[Entries from a pointing dataset]
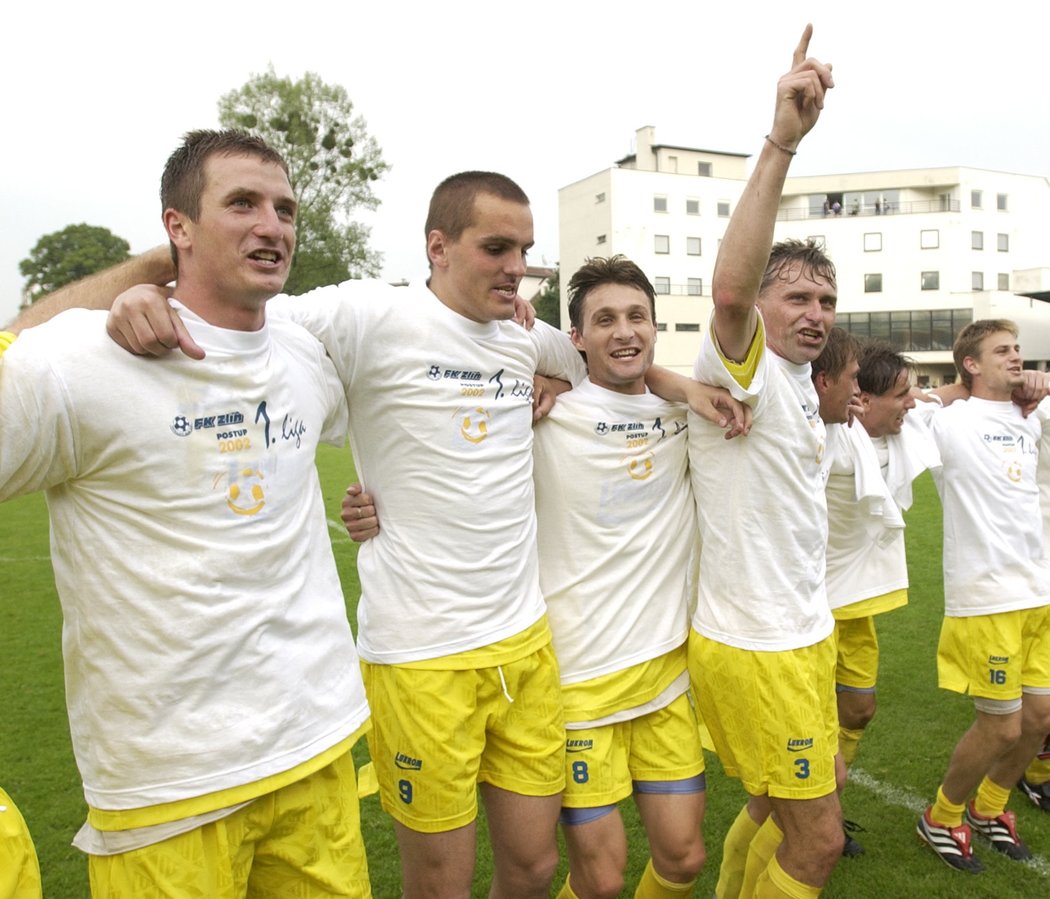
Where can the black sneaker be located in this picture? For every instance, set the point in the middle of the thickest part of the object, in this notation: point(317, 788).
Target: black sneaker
point(1038, 793)
point(851, 849)
point(951, 844)
point(1001, 832)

TASK STATEMENT: Copy the lines of the records above word for word, leaving out the pictures.

WRITTEN RESPONSE:
Where can the black sneaker be located in this picture? For every instance, set the point in the middle of the thickest part of the object, in this notation: point(317, 788).
Target: black sneaker
point(1038, 793)
point(851, 849)
point(951, 844)
point(1001, 832)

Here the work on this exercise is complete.